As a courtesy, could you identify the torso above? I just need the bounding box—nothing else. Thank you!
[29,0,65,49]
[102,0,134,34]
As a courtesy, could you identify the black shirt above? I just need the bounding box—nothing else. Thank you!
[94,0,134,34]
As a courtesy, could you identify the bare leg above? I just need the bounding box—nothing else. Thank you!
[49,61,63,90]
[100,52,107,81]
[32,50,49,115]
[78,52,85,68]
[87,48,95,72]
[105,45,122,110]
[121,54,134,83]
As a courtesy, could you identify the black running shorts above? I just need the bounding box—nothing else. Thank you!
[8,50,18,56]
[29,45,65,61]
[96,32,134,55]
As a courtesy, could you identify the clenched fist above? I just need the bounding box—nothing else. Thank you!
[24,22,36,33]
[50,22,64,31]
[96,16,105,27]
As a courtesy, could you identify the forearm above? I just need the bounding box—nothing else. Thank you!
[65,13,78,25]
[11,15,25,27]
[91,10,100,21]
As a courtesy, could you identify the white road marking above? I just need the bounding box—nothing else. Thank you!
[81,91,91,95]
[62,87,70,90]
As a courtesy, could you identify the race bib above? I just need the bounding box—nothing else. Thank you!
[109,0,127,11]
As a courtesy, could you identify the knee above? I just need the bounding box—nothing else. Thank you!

# # # # # # #

## Task requirements
Rewrite all of the items above, replacing every "bounding box" with "box coordinates" and changing nothing else.

## Task response
As a courtesy, could you identify the torso above? I just need the box coordinates—nothing else. Thank you!
[29,0,65,49]
[102,0,134,34]
As a courtesy, could you identify the black shirt above? I just need the box coordinates—nothing else. Thank you!
[94,0,134,34]
As a courtesy, could you identify the bare leg above? I just need the box coordinates—nothing else. Thank you!
[49,61,63,90]
[100,52,107,81]
[32,50,49,115]
[78,52,85,68]
[87,48,95,72]
[105,45,122,110]
[121,54,134,83]
As a courtesy, could you identify the black running shorts above? I just need the box coordinates—nothing else. Thank you!
[8,50,18,56]
[29,45,65,61]
[96,32,134,55]
As a courtesy, could you identify the clenched fist above? I just need the box coordinates—nothing else. Thank you!
[24,22,36,33]
[50,22,64,31]
[96,16,105,27]
As a courtesy, could you identify the forearm above? I just need the box coordinates—nothing else. Thank you!
[65,13,78,25]
[11,15,25,27]
[91,10,100,21]
As a courtesy, could you identify the white road marking above? I just need the box coordinates—nothing else. Thank you!
[81,91,91,95]
[62,87,70,90]
As a courtesy, could you identify the race bib above? I just need the box coordinates—nothing else. Thank you!
[109,0,127,11]
As a courtesy, could you identify the knee above? I just need the box coordinates—nothing else. Thank you!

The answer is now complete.